▸ TASKS TO PERFORM
• 1. From the passage on SCAD treatment, list every drug the authors name as part of the medical therapy given to their own patient.
• 2. According to the passage on SCAD treatment, why is thrombolysis not recommended even though it might aid revascularization?
• 3. Proceed with the passage on SCAD treatment, writing on from its final sentence.

▸ TEXT PASSAGE
────

Though consensus is lacking concerning the treatment of SCAD, management decisions can be made on a case-by-case basis, integrating the clinical scenario with the angiographic assessment of dissection location and the extent and degree of compromise of vessel flow. Treatment options include medical therapy, percutaneous intervention and surgical revascularization.1,2,4,5,7,12–18 In hemodynamically stable patients without signs of ongoing ischemia and with limited dissection on angiography, medical management with aspirin, nitrates and beta-blockers has achieved reasonable results.1,2,4,5,12,13 Indeed, though SCAD carries high mortality, with nearly 70% of cases diagnosed at necroscopy, the prognosis is favorable for patients who survive the initial event.1
In contrast, ischemia refractory to medical management should prompt urgent revascularization. Thrombolysis may facilitate revascularization via intramural clot lysis, but is not recommended, given the risk of dissection extension via an increased medial hemorrhage.14 Surgical revascularization is indicated in left main or multivessel dissections, while percutaneous intervention has benefited patients with refractory ischemia secondary to single-vessel dissection.1,2,5,7,12,15–18 In our case, given the rising cardiac biomarkers despite 2 days of medical therapy with aspirin, clopidogrel, metoprolol, nitrates and enoxaparin, and given the extensive LAD luminal compromise, we elected to pursue percutaneous intervention.
Coronary stenting offers a rapid revascularization option and the ability to stem dissection propagation. Stent deployment at the proximal dissection edge can seal off potential intimal tears and/or tamponade further hemorrhage, thereby facilitating healing of the more distal vessel. However, guidelines for stent selection are lacking. Given their antiproliferative properties, drug-eluting stents have been theorized to interfere with dissection healing, but data are as yet limited.19 Therefore, the decision between drug-eluting and bare-metal stent use in SCAD must reflect a balance between the risk of restenosis and the risk of thrombosis, and should be individualized based on both patient characteristics (e.g., diabetes, bleeding risk, medical compliance) and angiographic assessment (e.g., location and length of dissection, diameter of vessel, presence of atherosclerosis).

────

▸ DATA RECORDS
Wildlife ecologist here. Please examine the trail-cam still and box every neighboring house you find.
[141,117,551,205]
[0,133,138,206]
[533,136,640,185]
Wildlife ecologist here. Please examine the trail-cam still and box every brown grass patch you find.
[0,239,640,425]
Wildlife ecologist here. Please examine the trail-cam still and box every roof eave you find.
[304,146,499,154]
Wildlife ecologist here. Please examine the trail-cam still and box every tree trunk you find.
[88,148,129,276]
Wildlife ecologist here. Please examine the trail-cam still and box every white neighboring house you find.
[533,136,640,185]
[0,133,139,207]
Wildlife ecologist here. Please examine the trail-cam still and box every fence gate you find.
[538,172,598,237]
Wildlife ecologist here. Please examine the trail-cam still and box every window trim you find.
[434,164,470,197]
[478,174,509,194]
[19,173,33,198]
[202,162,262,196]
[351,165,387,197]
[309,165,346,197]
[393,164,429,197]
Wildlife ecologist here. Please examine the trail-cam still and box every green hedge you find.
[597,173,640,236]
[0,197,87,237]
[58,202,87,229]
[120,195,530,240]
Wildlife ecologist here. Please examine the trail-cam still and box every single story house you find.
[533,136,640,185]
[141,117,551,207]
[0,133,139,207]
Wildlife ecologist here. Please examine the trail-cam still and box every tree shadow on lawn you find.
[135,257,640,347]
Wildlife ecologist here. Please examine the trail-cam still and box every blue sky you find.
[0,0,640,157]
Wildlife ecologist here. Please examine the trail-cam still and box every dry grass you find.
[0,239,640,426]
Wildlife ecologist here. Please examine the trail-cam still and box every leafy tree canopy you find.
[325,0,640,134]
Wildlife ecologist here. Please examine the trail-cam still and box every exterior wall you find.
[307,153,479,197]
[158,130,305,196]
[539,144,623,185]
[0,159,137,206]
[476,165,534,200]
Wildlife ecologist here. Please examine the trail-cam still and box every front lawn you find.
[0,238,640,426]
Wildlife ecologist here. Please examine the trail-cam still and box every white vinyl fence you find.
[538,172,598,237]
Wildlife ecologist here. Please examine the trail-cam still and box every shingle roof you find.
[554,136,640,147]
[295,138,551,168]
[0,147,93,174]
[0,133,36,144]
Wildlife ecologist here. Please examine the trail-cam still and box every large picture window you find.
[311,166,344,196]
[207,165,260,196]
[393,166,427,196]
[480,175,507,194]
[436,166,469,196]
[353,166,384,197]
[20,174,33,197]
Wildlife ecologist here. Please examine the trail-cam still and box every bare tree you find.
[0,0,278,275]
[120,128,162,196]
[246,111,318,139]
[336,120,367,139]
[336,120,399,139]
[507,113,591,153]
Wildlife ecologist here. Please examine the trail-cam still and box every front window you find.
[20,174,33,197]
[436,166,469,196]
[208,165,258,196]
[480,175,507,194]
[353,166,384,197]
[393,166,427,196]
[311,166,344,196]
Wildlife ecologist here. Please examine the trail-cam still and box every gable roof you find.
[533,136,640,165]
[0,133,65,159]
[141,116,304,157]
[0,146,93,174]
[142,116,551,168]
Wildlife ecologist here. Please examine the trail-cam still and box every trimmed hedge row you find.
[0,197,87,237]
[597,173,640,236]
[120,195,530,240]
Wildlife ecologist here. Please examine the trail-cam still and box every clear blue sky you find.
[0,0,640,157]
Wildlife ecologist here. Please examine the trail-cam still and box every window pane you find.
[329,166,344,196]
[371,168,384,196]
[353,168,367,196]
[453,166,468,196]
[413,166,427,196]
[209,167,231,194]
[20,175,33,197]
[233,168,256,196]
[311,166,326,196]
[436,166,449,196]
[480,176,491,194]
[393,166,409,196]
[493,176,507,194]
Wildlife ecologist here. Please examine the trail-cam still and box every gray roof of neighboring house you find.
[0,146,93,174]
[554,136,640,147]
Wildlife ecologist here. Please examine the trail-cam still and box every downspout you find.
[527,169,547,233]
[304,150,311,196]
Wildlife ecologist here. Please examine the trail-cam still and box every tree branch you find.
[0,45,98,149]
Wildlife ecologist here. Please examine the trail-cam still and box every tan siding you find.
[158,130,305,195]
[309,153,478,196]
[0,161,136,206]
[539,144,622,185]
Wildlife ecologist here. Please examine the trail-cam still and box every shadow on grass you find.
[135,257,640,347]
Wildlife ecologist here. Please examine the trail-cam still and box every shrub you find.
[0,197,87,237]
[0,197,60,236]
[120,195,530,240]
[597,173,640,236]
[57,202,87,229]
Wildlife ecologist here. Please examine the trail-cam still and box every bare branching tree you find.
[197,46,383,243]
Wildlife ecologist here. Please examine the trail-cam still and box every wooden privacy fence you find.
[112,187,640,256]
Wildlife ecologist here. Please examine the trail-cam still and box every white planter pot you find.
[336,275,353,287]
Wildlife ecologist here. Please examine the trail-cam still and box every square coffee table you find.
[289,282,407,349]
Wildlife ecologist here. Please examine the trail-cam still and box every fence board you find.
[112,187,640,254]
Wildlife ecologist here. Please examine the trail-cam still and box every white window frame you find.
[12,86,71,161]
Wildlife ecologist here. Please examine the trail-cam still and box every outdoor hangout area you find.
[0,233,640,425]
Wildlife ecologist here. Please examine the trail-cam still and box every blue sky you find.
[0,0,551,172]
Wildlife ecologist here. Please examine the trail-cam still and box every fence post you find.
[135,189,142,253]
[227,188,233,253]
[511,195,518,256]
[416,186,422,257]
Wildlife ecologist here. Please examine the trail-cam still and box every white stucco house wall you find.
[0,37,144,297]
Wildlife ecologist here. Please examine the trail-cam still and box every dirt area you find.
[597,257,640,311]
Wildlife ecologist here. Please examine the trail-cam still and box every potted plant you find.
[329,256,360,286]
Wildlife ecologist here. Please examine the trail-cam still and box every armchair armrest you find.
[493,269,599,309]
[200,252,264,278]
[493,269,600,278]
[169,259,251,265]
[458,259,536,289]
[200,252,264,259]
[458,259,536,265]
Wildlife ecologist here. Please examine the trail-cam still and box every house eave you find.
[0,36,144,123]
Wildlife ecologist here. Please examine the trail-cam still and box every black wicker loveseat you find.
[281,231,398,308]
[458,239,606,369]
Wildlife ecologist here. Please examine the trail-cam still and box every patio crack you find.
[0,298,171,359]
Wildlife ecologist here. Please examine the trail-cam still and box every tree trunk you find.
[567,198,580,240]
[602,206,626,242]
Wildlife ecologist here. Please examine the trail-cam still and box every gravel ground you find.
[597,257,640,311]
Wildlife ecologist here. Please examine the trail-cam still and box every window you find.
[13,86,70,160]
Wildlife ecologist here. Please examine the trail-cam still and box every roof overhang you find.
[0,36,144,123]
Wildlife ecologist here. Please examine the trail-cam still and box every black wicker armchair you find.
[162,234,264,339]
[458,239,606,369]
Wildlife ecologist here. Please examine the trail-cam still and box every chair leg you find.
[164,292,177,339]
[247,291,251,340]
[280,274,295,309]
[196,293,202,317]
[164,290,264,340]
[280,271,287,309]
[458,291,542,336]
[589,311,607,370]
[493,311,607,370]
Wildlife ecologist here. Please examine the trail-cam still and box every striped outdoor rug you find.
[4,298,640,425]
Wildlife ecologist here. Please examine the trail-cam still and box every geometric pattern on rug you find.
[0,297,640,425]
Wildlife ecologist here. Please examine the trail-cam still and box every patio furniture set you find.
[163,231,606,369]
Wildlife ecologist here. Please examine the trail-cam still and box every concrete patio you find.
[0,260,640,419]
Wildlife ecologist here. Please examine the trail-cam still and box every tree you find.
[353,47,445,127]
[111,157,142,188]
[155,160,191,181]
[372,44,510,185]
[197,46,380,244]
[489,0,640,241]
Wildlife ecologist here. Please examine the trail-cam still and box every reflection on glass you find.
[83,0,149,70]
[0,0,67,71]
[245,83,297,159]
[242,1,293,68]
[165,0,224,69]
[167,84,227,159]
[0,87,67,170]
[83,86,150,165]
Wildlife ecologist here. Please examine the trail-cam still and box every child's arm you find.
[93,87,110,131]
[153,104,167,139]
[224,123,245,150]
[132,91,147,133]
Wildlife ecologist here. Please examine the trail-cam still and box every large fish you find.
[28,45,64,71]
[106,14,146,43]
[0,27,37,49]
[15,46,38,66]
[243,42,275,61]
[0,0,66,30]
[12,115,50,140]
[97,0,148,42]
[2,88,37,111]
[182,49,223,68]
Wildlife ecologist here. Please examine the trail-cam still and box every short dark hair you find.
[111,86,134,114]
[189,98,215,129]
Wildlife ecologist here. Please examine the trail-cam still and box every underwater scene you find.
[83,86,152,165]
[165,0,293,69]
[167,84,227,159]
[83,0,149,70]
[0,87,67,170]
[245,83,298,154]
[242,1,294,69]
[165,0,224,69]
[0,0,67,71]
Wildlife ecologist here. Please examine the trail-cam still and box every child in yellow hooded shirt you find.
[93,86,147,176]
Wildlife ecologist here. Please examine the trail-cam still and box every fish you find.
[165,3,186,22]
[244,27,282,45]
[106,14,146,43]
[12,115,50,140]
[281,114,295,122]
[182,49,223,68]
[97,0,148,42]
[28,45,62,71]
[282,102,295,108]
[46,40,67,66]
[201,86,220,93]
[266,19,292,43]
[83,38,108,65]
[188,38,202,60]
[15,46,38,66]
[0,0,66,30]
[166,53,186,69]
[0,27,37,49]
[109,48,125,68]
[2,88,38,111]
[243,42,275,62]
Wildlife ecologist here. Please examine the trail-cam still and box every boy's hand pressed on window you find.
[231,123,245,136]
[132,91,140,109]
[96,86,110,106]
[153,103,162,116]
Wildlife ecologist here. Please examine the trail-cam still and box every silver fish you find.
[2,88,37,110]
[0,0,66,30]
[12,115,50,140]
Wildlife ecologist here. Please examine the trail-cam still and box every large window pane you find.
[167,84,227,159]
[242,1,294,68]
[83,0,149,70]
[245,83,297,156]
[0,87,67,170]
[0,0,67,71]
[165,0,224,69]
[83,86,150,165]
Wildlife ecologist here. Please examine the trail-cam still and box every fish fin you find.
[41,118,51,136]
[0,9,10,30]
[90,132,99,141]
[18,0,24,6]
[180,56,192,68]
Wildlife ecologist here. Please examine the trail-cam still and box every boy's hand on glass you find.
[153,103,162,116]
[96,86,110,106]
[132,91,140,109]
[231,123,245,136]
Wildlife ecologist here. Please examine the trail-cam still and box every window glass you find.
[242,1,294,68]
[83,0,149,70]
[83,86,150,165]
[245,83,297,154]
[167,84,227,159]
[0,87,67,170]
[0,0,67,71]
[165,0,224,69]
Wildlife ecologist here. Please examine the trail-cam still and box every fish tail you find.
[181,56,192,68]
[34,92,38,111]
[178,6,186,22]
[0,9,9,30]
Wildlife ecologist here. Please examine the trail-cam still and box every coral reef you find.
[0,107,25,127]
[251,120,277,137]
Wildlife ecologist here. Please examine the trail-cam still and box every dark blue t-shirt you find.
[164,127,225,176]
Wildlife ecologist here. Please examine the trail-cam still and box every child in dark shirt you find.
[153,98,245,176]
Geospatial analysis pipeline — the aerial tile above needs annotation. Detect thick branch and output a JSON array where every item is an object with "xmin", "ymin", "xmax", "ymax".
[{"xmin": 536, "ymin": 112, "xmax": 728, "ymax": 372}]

────

▸ LIST OF ANSWERS
• 1. Aspirin, clopidogrel, metoprolol, nitrates, and enoxaparin.

• 2. Thrombolysis is not recommended because it carries a risk of extending the dissection through increased medial hemorrhage.

• 3.
In addition, determination of guidewire position prior to stenting and confirmation of optimal stent placement after stenting is crucial. Devastating consequences, including coronary occlusion or perforation, can result if the false lumen is stented. Also, retrograde propagation of an intramural hematoma with compromise of the proximal vessels after stent deployment has been reported in case studies.20 In our patient, IVUS examination corroborated the guidewire position in the true lumen, facilitating initial stent deployment. However, as the subsequent IVUS study demonstrated dissection extending proximal to the stent, a second stent was employed to cover the proximal dissection edge.

Conclusion. In summary, this case demonstrates spontaneous coronary artery dissection in a woman with medically treated depression. Though the pathogenesis of SCAD remains poorly elucidated, its predilection for women highlights gender differences in vascular biology. Its management requires the integration of the clinical scenario with angiographic assessment. In this woman with medically refractory SCAD, IVUS-guided percutaneous intervention led to a favorable angiographic and clinical outcome.